Work instructions - All the records that follow need to be reproduced exactly. Omit the images.

Data records -
"""
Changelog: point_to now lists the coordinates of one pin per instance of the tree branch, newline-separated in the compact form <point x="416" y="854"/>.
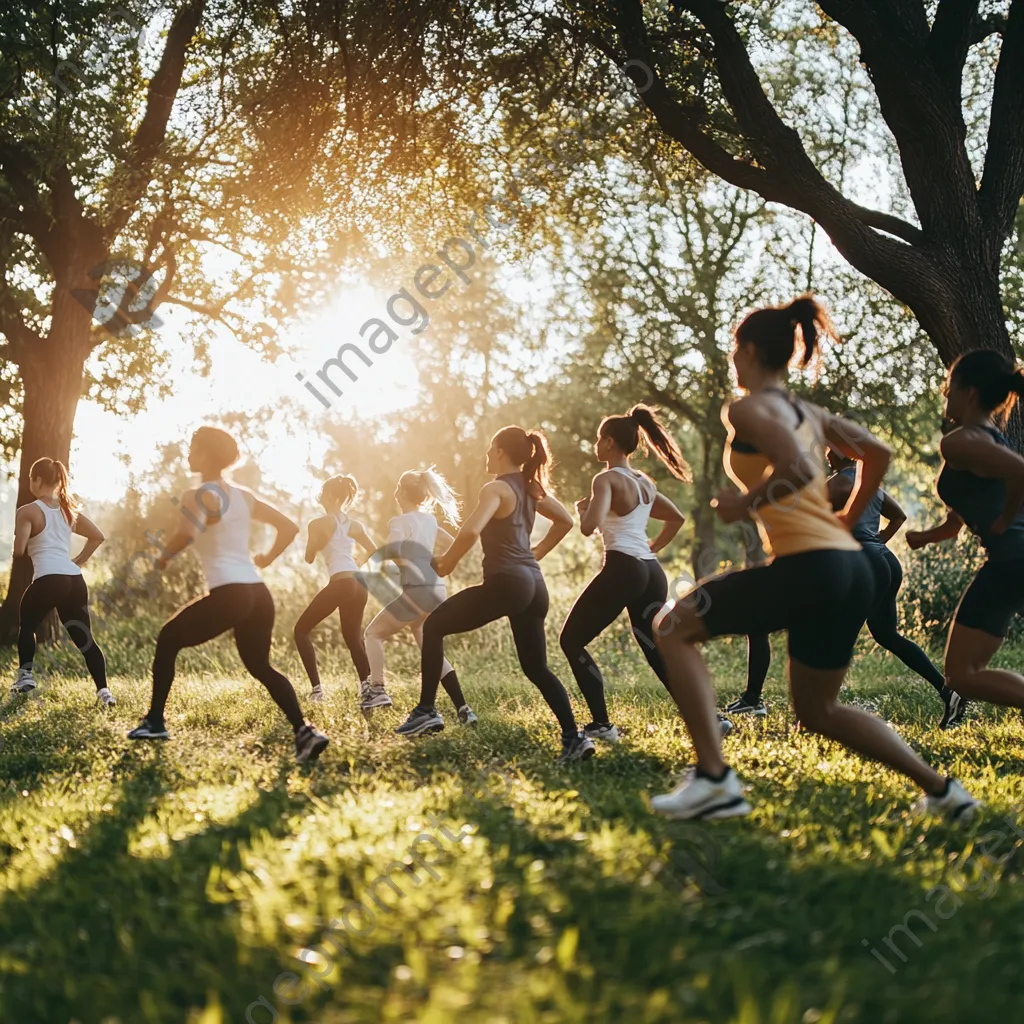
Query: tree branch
<point x="134" y="177"/>
<point x="1003" y="179"/>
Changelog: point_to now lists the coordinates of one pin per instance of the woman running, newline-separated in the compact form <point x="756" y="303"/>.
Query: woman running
<point x="883" y="622"/>
<point x="216" y="518"/>
<point x="818" y="587"/>
<point x="513" y="587"/>
<point x="42" y="530"/>
<point x="982" y="483"/>
<point x="413" y="540"/>
<point x="334" y="536"/>
<point x="621" y="502"/>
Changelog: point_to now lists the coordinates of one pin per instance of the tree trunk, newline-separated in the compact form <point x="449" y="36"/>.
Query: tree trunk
<point x="51" y="379"/>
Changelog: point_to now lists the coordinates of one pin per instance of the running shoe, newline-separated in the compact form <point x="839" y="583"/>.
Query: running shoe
<point x="25" y="682"/>
<point x="699" y="797"/>
<point x="146" y="730"/>
<point x="956" y="805"/>
<point x="374" y="695"/>
<point x="578" y="748"/>
<point x="951" y="713"/>
<point x="607" y="733"/>
<point x="309" y="744"/>
<point x="420" y="722"/>
<point x="743" y="707"/>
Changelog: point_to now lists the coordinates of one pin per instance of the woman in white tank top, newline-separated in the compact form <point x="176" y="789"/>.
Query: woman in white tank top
<point x="334" y="538"/>
<point x="414" y="539"/>
<point x="216" y="520"/>
<point x="622" y="502"/>
<point x="43" y="530"/>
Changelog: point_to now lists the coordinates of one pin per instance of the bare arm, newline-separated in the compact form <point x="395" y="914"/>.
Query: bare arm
<point x="561" y="523"/>
<point x="594" y="510"/>
<point x="974" y="450"/>
<point x="895" y="517"/>
<point x="666" y="512"/>
<point x="93" y="538"/>
<point x="287" y="529"/>
<point x="945" y="530"/>
<point x="487" y="504"/>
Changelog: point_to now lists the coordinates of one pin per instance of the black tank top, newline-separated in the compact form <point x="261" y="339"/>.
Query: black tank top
<point x="866" y="529"/>
<point x="979" y="502"/>
<point x="506" y="542"/>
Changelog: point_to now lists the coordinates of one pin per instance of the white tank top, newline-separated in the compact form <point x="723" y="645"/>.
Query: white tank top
<point x="50" y="548"/>
<point x="628" y="534"/>
<point x="415" y="534"/>
<point x="338" y="551"/>
<point x="223" y="546"/>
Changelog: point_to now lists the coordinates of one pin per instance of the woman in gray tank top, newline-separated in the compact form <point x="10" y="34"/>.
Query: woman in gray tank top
<point x="513" y="587"/>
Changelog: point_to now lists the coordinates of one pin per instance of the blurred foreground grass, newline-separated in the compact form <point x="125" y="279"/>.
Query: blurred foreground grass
<point x="175" y="883"/>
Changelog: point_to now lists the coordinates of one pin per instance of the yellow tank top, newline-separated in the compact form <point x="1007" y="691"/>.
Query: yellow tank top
<point x="795" y="521"/>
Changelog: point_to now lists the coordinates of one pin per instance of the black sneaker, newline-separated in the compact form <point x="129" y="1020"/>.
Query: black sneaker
<point x="309" y="744"/>
<point x="146" y="730"/>
<point x="420" y="722"/>
<point x="578" y="748"/>
<point x="743" y="707"/>
<point x="952" y="713"/>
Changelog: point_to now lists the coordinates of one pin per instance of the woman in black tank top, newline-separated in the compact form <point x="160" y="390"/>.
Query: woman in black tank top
<point x="982" y="483"/>
<point x="513" y="587"/>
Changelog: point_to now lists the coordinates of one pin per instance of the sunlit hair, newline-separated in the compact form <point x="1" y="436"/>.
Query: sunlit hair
<point x="428" y="488"/>
<point x="773" y="332"/>
<point x="338" y="488"/>
<point x="527" y="449"/>
<point x="53" y="473"/>
<point x="641" y="428"/>
<point x="217" y="444"/>
<point x="996" y="378"/>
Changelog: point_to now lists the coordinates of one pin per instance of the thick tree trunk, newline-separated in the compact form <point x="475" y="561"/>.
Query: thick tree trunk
<point x="51" y="379"/>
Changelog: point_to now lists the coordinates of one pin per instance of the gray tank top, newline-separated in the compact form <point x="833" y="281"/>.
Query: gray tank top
<point x="506" y="542"/>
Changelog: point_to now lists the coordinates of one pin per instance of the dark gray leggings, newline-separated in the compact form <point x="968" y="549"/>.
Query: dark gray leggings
<point x="519" y="594"/>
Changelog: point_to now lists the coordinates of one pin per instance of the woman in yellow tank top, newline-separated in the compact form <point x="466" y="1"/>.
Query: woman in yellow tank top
<point x="818" y="586"/>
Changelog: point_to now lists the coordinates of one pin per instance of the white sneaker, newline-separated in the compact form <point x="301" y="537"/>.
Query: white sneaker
<point x="606" y="732"/>
<point x="957" y="806"/>
<point x="25" y="682"/>
<point x="698" y="797"/>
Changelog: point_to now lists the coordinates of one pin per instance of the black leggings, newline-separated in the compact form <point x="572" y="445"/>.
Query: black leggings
<point x="518" y="594"/>
<point x="70" y="596"/>
<point x="884" y="620"/>
<point x="347" y="595"/>
<point x="245" y="607"/>
<point x="636" y="585"/>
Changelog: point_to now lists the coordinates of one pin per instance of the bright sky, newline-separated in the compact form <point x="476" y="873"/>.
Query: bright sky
<point x="108" y="448"/>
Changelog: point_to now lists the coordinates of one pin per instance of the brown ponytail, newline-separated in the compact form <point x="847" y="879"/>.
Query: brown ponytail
<point x="527" y="449"/>
<point x="639" y="428"/>
<point x="772" y="331"/>
<point x="53" y="473"/>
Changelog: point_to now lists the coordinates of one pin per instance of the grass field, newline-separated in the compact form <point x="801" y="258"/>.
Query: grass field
<point x="177" y="882"/>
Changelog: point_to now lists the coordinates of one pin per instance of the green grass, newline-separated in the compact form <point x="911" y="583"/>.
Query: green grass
<point x="176" y="882"/>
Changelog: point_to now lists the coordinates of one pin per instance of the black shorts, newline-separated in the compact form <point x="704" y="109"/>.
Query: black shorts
<point x="820" y="598"/>
<point x="995" y="595"/>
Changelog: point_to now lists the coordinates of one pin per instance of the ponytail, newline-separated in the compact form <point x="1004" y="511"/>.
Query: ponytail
<point x="996" y="378"/>
<point x="772" y="332"/>
<point x="639" y="428"/>
<point x="529" y="450"/>
<point x="430" y="487"/>
<point x="54" y="474"/>
<point x="343" y="487"/>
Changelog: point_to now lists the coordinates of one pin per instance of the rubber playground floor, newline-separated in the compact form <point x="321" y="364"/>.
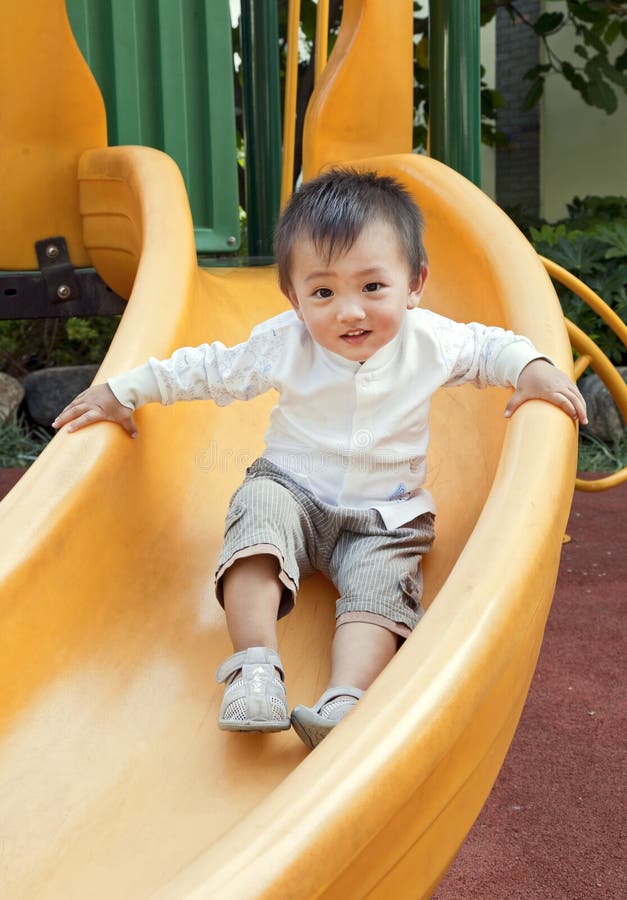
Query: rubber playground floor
<point x="553" y="827"/>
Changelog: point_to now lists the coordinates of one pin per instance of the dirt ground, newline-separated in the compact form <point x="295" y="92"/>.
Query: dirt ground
<point x="553" y="827"/>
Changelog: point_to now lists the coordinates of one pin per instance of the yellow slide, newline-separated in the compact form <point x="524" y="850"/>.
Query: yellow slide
<point x="114" y="779"/>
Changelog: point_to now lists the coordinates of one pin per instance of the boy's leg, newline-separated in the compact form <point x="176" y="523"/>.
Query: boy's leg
<point x="360" y="652"/>
<point x="256" y="582"/>
<point x="378" y="575"/>
<point x="252" y="593"/>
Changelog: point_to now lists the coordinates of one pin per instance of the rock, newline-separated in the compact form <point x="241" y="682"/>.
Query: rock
<point x="604" y="419"/>
<point x="48" y="391"/>
<point x="11" y="395"/>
"""
Task response -
Changelog: point_to now lists the coordinates of one pin per instance of the tree branch, newline-separated in the compact form <point x="416" y="854"/>.
Query: tree branch
<point x="134" y="177"/>
<point x="1003" y="179"/>
Changelog: point_to now lists the coordinates of one pin per instance of the woman running, newline-separated in the compact form <point x="756" y="303"/>.
Query: woman running
<point x="883" y="622"/>
<point x="216" y="518"/>
<point x="818" y="587"/>
<point x="513" y="587"/>
<point x="42" y="530"/>
<point x="982" y="483"/>
<point x="413" y="540"/>
<point x="334" y="536"/>
<point x="621" y="502"/>
Changelog: point_to now lists the coordinates of one pin per instance of the tree trunk, newline-separated in the compact form <point x="449" y="36"/>.
Query: tree trunk
<point x="51" y="379"/>
Changelog: point_to now lists the coordinates of one pin per instance of the running shoe, newline-separated in the compact form <point x="839" y="583"/>.
Query: running shoe
<point x="25" y="682"/>
<point x="699" y="797"/>
<point x="146" y="730"/>
<point x="956" y="805"/>
<point x="374" y="695"/>
<point x="578" y="748"/>
<point x="951" y="713"/>
<point x="607" y="733"/>
<point x="309" y="744"/>
<point x="420" y="722"/>
<point x="743" y="707"/>
Changelog: point_to now lists the coordinates of one pin per instance of the woman in white tank top, newline-separated in the compact form <point x="176" y="789"/>.
Query: woman in white tank top
<point x="334" y="538"/>
<point x="414" y="539"/>
<point x="216" y="520"/>
<point x="622" y="502"/>
<point x="43" y="530"/>
Changelog: point_to now lists the coordinates of one pin per instance of the bare arm, newline-separated in the compact form <point x="395" y="914"/>.
Query: bare arm
<point x="561" y="523"/>
<point x="594" y="510"/>
<point x="974" y="450"/>
<point x="895" y="517"/>
<point x="666" y="512"/>
<point x="93" y="538"/>
<point x="287" y="529"/>
<point x="945" y="530"/>
<point x="487" y="504"/>
Changelog: point_to now lists the coordinates of one pin per instance of the black tank top, newline-separated in the compact form <point x="261" y="339"/>.
Query: black tank top
<point x="866" y="529"/>
<point x="979" y="502"/>
<point x="506" y="542"/>
Changelog: point_to now lists the coordinates of one pin per instance of the white tank top, newline-separated in the compact form <point x="723" y="645"/>.
Query: white tank top
<point x="50" y="548"/>
<point x="628" y="534"/>
<point x="415" y="534"/>
<point x="338" y="551"/>
<point x="223" y="546"/>
Changelog: point_to now lists the coordinates of one pin per instance of the woman in gray tank top, newline-separated in the compact form <point x="10" y="34"/>.
Query: woman in gray tank top
<point x="513" y="587"/>
Changelog: point_to now lists the coordinates of one pin per instance of the blurred foreground grass, newline-separated in the compact form <point x="125" y="279"/>.
Query: blurred foreground grass
<point x="175" y="883"/>
Changelog: point_to now lists the coordinates of one pin per instance of the yellow tank top, newline-separated in the compact form <point x="1007" y="691"/>.
Query: yellow tank top
<point x="795" y="521"/>
Changelog: point_to now lists the coordinates of one pin per instance of the black sneaker, newline-separated in the compact form <point x="129" y="1020"/>.
Query: black sneaker
<point x="309" y="744"/>
<point x="146" y="730"/>
<point x="420" y="722"/>
<point x="578" y="748"/>
<point x="743" y="707"/>
<point x="952" y="713"/>
Changelog: point_to now lists the coordinates of one pin per instance of the woman in black tank top, newline-separated in the compact form <point x="160" y="390"/>.
Query: woman in black tank top
<point x="982" y="483"/>
<point x="513" y="587"/>
Changelog: point_to now lists the coordinates of one pin per instance of the sunlit hair, newline-separated in the compact form <point x="1" y="436"/>.
Query: sunlit hair
<point x="428" y="488"/>
<point x="773" y="332"/>
<point x="338" y="488"/>
<point x="527" y="449"/>
<point x="53" y="473"/>
<point x="641" y="428"/>
<point x="217" y="444"/>
<point x="996" y="378"/>
Changelog: point_to now lists the coordinates of one pin per instance of the thick tree trunk, newline-separated in the compact form <point x="475" y="561"/>.
Query: thick tree trunk
<point x="51" y="379"/>
Changelog: point_to now lists the coordinates of one pin per instance of the gray tank top, newline-separated in the compact form <point x="833" y="281"/>.
Query: gray tank top
<point x="506" y="542"/>
Changelog: point_to now lists the coordinates of one pin per instance of the dark gray leggings, newline-separated in the compact form <point x="968" y="549"/>.
Query: dark gray leggings
<point x="519" y="594"/>
Changelog: point_to now lists the coordinates of one pin per instance of the woman in yellow tank top, newline-separated in the compact form <point x="466" y="1"/>.
Query: woman in yellow tank top
<point x="818" y="586"/>
Changelog: point_to now lists the coordinates of one pin per instance of the white sneaker, newline-separated in the compact form <point x="301" y="537"/>.
Query: white sneaker
<point x="606" y="732"/>
<point x="957" y="806"/>
<point x="25" y="682"/>
<point x="698" y="797"/>
Changelog: point_to now lists the coordinates of one pin per instance of the black leggings, newline-separated in the compact form <point x="572" y="445"/>.
Query: black leggings
<point x="518" y="594"/>
<point x="70" y="596"/>
<point x="884" y="620"/>
<point x="347" y="595"/>
<point x="245" y="607"/>
<point x="636" y="585"/>
Changelog: point_to now lists the coordinates of one pin per instance of the bright sky, newline-separated in the compact form <point x="476" y="873"/>.
Query: bright sky
<point x="108" y="448"/>
Changelog: point_to now lists the coordinates of one pin per instance of the brown ponytail, newline-separated in the compact form <point x="847" y="879"/>.
Query: brown ponytail
<point x="527" y="449"/>
<point x="639" y="428"/>
<point x="772" y="331"/>
<point x="53" y="473"/>
Changelog: point_to now lists the coordinates of one pin per instance of the grass field, newline-separated in the compact form <point x="801" y="258"/>.
Query: grass field
<point x="177" y="882"/>
Changelog: point_to now lists the coordinates of one pin per instance of the green grass, newline-separated in the compact form <point x="911" y="583"/>.
Query: green grass
<point x="176" y="882"/>
Changelog: point_to now lists the coordinates of one pin per instance of the black shorts, newline-separated in the compact form <point x="704" y="109"/>.
Query: black shorts
<point x="820" y="598"/>
<point x="995" y="595"/>
Changelog: point_to now lists the coordinates of one pin per instance of the ponytail, newline-separated in the compact form <point x="1004" y="511"/>.
Query: ponytail
<point x="996" y="378"/>
<point x="772" y="332"/>
<point x="639" y="428"/>
<point x="529" y="450"/>
<point x="430" y="487"/>
<point x="54" y="474"/>
<point x="343" y="487"/>
Changelog: point_to now lists the coordinates of one pin per instance of the rubber playground floor, newline-separated in the compact form <point x="321" y="364"/>.
Query: rubber playground floor
<point x="553" y="827"/>
Changelog: point_to now lists the coordinates of one pin per instance of the dirt ground, newline-separated in the compact form <point x="295" y="92"/>.
Query: dirt ground
<point x="553" y="827"/>
Changelog: point_to now lists the coordinates of one pin per instance of the yellow slide, newline-separated in the compact form <point x="524" y="850"/>.
Query: yellow slide
<point x="114" y="779"/>
Changelog: point_to now lists the coordinates of one pin per instance of the boy's leg, newline-separated in the compact form <point x="176" y="523"/>.
Query: boy's leg
<point x="360" y="652"/>
<point x="256" y="582"/>
<point x="378" y="575"/>
<point x="252" y="593"/>
Changelog: point_to now lists the coordinates of one pin per instance of the rock, newline-separated in the compact form <point x="241" y="682"/>.
Query: rock
<point x="604" y="419"/>
<point x="48" y="391"/>
<point x="11" y="395"/>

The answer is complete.